The H1N1 virus, also known as the swine flu, was first detected in people in the U.S. last April, and exponentially spread across the nation within months, hospitalizing more than 250,000 people and killing 12,000.

Twenty-one deaths have occurred in the Baltimore-metropolitan region, which includes Harford and three other counties and Baltimore City. State public health officials won’t identify in which specific jurisdictions the deaths occurred.

While the H1N1 activity significantly declined after October, the virus is still active in the U.S. and is the predominant flu virus in circulation during the 2009-10 flu season, according to the Centers for Disease Control.

A third wave of the H1N1 is possible, and this period of down time may just be the calm before the storm.

“The virus is circulating and there are still cases,” Fran Phillips, deputy secretary for public health with the Maryland Department of Health and Mental Hygiene, said. “There is an uncertainty about the future.”

Phillips said nearly 40 percent of Marylanders are protected against the H1N1 virus.

“If you have 40 percent of the population immune [in Maryland], is that enough to stop the third wave?” Phillips asked. “No one knows. It’s not clear whether that would snuff out the next outbreak.”

Phillips said the best bet still is to get vaccinated against H1N1.

“It comes back to the vaccine,” she said. “It has shown to be safe and effective.”

The threat of a third wave remains a reality, and the Harford County Health Department has done its part to prepare for another outbreak of the virus.

Leftover vaccine

Since the H1N1 vaccine became available in October, the local health department has administered 27,827 doses, but another nearly 11,500 doses sit unused.

Based on the latest Harford County population estimate of 246,000, the health department may have vaccinated about 11 percent of the population against H1N1; however, those clinics were not restricted to county residents.

Also unavailable are statistics on how many Harford residents received the H1N1 vaccine at doctor’s offices, private clinics or other private providers.

In recent months, the local health department has seen the demand for the H1N1 vaccine dramatically decrease and poor attendance at the public clinics.

--- Tasks ---
a. According to the H1N1 article, how many doses of the H1N1 vaccine has the local health department administered since October?
b. In the H1N1 article, take the part that opens with the words containing "Phillips said nearly" and closes with "of the virus.", and reproduce it with "third wave" replaced by "new wave".
The items after this point are separate material and are not part of the H1N1 article.

--- Extracted data ---
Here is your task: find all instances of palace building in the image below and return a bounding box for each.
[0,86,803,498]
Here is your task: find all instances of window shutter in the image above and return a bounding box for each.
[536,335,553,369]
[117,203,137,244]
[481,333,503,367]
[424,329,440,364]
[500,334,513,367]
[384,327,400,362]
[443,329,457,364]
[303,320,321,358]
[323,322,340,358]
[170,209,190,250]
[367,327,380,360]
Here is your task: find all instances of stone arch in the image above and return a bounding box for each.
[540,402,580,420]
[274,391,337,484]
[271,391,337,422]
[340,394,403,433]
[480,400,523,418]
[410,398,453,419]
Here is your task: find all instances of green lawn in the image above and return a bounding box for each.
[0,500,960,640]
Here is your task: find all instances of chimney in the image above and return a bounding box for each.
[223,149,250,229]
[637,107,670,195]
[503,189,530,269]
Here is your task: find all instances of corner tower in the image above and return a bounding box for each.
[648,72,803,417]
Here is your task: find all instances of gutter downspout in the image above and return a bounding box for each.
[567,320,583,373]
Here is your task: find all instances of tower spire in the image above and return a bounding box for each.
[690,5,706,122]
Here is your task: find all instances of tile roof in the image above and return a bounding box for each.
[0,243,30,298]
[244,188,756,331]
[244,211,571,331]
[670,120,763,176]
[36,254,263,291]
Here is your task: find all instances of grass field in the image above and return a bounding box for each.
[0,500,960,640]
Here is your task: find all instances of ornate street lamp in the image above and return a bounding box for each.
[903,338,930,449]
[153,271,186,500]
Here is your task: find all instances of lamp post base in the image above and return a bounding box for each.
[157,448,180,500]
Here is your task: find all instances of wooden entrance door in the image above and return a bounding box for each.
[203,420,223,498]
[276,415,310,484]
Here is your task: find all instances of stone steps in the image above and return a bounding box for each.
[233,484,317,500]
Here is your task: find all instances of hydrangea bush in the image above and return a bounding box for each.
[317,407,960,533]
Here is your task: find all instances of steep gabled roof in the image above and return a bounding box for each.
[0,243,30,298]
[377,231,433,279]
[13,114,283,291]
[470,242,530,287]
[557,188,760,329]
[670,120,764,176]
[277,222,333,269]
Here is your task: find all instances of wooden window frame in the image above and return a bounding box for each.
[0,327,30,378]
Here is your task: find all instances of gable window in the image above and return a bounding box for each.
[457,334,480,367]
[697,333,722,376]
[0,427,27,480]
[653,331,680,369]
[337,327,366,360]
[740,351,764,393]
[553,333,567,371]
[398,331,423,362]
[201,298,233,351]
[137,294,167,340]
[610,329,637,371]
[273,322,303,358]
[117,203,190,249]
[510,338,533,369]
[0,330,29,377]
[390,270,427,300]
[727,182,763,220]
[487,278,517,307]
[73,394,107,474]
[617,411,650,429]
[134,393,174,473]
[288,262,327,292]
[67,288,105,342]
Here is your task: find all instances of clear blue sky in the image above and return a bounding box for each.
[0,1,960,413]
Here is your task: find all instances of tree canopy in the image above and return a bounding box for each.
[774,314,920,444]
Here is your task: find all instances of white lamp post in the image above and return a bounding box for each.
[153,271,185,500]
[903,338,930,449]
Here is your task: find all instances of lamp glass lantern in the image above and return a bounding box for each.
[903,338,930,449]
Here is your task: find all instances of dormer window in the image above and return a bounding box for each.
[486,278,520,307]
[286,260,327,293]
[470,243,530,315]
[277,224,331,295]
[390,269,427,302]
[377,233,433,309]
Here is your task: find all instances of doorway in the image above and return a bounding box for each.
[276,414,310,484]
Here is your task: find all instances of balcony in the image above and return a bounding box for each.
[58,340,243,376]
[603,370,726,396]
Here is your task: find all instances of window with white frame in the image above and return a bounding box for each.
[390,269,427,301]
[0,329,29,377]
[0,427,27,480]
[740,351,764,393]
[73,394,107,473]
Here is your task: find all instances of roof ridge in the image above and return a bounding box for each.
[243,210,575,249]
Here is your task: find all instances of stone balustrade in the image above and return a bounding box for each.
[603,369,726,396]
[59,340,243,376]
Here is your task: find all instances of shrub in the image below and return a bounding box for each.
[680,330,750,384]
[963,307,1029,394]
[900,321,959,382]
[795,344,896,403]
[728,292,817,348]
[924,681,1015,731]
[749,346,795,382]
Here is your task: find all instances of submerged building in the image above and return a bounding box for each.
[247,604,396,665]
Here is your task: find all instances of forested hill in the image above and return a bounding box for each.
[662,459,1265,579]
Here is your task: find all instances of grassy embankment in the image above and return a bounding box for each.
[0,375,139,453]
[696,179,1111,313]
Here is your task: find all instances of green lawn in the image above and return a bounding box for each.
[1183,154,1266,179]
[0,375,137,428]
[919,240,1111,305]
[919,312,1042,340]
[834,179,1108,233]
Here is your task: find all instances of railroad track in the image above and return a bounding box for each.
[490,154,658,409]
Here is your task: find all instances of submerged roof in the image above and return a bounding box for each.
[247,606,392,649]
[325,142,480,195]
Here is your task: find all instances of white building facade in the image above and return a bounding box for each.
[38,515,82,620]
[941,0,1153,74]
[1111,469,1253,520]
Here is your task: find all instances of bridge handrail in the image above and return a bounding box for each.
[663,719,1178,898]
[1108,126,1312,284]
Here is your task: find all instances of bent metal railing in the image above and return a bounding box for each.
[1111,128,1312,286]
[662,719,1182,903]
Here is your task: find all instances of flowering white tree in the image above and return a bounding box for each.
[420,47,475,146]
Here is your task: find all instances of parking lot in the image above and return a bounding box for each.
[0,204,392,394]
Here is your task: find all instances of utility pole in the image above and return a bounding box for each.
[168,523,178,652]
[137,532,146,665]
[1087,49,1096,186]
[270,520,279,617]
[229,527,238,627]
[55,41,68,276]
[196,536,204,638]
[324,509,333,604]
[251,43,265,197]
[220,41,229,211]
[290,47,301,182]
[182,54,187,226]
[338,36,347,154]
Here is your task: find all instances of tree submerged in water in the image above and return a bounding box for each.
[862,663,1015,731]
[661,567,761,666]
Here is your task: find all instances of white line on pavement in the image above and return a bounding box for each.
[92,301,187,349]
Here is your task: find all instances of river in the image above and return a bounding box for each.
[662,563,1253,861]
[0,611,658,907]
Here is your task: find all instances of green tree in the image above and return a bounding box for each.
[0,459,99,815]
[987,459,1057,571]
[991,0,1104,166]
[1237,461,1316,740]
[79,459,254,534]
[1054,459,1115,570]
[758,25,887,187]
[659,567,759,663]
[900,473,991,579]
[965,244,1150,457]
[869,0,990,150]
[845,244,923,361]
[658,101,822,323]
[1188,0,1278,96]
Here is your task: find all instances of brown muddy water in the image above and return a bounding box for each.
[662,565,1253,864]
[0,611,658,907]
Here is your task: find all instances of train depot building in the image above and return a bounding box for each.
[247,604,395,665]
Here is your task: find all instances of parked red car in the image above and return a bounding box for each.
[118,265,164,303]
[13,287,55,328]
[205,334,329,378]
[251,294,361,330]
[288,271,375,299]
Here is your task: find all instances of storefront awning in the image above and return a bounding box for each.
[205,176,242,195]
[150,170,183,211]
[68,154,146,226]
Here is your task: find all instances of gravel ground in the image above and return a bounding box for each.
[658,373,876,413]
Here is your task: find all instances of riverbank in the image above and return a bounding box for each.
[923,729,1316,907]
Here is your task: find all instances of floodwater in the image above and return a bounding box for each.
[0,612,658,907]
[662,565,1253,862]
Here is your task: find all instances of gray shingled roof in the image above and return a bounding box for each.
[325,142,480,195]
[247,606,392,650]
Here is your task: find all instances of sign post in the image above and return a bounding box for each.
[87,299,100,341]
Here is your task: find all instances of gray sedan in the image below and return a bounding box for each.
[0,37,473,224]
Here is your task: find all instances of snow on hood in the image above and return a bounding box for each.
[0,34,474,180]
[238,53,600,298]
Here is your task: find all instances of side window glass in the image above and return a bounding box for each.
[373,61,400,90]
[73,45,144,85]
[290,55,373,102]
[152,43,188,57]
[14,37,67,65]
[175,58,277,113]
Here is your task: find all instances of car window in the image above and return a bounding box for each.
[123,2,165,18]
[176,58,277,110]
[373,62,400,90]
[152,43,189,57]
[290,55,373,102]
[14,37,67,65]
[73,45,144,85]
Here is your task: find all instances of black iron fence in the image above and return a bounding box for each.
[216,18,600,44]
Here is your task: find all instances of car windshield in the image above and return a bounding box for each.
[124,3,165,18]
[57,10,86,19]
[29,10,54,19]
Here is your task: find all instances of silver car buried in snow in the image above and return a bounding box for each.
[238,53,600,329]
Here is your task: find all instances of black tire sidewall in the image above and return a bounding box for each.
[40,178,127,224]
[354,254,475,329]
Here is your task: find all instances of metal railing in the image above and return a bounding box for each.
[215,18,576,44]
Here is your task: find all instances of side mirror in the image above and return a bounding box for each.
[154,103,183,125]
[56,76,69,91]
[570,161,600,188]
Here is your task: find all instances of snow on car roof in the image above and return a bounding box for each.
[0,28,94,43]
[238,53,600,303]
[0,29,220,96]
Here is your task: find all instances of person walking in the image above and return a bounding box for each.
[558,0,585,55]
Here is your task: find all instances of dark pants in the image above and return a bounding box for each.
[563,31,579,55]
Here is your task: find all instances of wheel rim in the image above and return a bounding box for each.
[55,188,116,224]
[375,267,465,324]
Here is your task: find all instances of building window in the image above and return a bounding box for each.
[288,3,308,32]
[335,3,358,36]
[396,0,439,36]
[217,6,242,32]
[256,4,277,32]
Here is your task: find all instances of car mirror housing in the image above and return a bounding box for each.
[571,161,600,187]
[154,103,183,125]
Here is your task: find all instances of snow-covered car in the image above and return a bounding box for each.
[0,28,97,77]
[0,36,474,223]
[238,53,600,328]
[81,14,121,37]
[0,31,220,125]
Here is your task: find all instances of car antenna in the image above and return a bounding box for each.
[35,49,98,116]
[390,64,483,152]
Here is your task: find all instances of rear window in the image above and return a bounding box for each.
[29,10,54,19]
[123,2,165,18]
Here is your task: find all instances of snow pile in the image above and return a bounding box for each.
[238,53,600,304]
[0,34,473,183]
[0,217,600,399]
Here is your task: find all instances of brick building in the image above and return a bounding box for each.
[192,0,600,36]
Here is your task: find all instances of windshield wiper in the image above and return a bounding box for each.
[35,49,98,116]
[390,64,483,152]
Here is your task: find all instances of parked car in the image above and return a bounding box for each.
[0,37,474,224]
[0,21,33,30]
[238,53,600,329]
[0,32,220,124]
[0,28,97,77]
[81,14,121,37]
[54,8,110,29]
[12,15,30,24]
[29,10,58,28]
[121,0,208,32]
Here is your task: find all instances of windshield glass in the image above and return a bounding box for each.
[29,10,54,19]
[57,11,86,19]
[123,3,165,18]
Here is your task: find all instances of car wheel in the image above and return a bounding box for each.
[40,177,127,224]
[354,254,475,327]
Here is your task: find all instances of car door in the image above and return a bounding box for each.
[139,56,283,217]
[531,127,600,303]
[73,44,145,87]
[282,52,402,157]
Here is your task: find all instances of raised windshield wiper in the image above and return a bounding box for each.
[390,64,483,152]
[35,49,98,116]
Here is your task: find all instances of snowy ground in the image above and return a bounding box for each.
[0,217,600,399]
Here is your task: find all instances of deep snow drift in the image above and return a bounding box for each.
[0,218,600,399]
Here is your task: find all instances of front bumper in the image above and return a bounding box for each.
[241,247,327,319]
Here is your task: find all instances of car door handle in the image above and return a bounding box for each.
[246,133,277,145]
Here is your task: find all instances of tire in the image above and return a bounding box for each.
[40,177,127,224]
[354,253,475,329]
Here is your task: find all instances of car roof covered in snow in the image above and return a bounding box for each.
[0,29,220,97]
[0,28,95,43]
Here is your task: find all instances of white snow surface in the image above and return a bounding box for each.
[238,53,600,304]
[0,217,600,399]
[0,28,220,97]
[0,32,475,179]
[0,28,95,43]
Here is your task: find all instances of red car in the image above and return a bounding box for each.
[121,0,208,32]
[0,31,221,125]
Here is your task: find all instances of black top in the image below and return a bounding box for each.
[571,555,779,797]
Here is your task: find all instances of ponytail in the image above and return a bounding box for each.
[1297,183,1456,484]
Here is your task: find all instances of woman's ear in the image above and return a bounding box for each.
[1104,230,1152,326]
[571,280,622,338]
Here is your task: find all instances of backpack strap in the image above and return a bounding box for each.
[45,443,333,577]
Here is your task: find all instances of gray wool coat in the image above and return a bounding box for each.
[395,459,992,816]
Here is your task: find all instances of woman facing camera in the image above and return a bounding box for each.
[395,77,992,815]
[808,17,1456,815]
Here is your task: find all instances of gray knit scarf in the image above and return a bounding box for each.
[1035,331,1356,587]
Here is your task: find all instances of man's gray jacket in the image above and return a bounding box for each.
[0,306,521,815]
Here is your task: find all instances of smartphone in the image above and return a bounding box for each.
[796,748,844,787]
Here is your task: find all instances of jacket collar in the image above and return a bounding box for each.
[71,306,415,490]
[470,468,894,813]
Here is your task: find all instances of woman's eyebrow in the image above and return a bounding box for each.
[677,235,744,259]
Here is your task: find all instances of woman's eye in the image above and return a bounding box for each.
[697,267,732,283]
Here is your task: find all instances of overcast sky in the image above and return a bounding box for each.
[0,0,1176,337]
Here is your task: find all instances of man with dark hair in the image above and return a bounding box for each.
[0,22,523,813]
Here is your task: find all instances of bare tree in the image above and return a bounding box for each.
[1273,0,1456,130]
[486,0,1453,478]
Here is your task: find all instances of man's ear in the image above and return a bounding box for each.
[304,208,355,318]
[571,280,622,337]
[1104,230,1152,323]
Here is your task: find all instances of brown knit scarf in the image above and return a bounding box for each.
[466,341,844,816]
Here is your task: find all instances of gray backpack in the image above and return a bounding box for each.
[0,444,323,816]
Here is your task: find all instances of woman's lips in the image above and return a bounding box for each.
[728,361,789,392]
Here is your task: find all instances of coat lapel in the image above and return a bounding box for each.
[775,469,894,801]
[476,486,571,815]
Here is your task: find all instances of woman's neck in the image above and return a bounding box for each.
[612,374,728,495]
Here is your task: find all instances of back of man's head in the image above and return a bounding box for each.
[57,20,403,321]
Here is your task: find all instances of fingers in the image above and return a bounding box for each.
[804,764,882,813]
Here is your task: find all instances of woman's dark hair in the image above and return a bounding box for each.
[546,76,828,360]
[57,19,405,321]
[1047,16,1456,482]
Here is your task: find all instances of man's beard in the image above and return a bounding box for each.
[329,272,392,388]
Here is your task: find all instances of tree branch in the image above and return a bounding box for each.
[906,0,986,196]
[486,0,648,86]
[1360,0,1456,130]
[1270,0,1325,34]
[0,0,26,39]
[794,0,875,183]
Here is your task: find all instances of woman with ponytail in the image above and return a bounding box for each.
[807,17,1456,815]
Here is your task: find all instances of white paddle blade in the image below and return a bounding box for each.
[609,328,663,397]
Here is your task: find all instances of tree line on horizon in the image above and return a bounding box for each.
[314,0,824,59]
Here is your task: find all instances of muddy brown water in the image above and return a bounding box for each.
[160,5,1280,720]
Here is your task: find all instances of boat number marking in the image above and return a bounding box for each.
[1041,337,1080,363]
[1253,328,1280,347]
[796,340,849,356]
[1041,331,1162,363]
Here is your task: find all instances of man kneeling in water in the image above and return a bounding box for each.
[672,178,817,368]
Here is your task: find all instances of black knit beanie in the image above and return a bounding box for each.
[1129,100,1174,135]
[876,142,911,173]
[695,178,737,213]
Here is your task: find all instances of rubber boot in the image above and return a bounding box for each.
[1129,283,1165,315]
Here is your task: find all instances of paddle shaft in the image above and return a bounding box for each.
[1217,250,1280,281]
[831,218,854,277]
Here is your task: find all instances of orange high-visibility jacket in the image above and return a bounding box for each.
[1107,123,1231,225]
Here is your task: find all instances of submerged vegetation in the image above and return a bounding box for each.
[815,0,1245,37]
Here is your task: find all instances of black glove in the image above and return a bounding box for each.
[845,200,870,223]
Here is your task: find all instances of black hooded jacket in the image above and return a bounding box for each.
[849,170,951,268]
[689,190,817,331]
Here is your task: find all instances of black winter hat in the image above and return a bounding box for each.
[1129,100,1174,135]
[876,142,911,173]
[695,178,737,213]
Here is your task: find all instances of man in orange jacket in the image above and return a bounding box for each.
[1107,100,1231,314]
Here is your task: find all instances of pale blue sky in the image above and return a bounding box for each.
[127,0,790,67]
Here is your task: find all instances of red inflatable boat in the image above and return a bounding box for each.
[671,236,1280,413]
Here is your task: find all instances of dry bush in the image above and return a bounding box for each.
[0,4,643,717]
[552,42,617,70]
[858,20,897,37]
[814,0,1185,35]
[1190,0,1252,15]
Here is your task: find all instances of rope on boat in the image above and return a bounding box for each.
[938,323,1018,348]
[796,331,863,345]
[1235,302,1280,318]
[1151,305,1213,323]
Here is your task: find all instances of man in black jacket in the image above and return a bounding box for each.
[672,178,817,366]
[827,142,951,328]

--- Solved tasks ---
a. 27,827 doses

b.
Phillips said nearly 40 percent of Marylanders are protected against the H1N1 virus.

“If you have 40 percent of the population immune [in Maryland], is that enough to stop the new wave?” Phillips asked. “No one knows. It’s not clear whether that would snuff out the next outbreak.”

Phillips said the best bet still is to get vaccinated against H1N1.

“It comes back to the vaccine,” she said. “It has shown to be safe and effective.”

The threat of a new wave remains a reality, and the Harford County Health Department has done its part to prepare for another outbreak of the virus.